## WHAT YOU NEED TO DO
With all pictures omitted, return verbatim the lines from the beginning of the records below through the line containing "point: crowd in".

Extracted data entries:
● ● ●

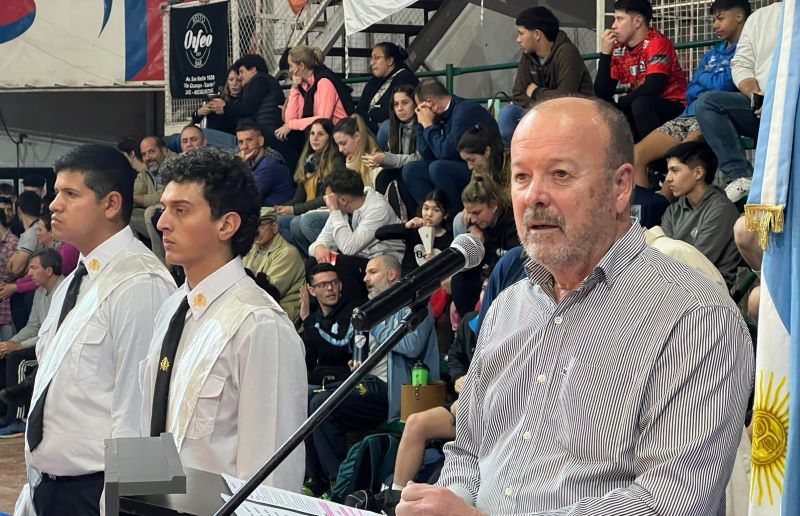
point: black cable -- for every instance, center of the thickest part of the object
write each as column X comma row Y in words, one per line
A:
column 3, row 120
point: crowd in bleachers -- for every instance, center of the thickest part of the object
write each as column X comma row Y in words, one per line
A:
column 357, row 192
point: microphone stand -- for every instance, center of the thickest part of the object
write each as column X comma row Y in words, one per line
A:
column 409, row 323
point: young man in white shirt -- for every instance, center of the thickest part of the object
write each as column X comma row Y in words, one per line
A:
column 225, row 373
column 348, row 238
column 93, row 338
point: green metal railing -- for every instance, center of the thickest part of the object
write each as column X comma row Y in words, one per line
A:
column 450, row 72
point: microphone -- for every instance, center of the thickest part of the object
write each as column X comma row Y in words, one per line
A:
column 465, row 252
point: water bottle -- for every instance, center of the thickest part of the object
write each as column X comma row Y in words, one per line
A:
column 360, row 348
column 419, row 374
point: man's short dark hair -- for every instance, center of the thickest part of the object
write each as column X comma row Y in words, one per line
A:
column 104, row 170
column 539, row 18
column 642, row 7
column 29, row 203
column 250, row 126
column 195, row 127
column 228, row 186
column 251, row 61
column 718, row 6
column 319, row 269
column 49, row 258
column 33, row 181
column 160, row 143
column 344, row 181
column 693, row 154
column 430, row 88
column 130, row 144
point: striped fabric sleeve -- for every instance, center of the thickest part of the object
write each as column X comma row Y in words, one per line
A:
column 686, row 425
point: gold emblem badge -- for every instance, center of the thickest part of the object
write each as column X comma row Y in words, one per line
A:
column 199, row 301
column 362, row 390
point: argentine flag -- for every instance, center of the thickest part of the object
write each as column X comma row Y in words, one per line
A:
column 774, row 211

● ● ●

## WRITTEN ANSWER
point: black cable -- for every instance, center of the thickest part of the object
write each as column X comma row Y in words, one per line
A:
column 3, row 120
point: crowd in bleachers -- for every instance, center of the thickest part of the object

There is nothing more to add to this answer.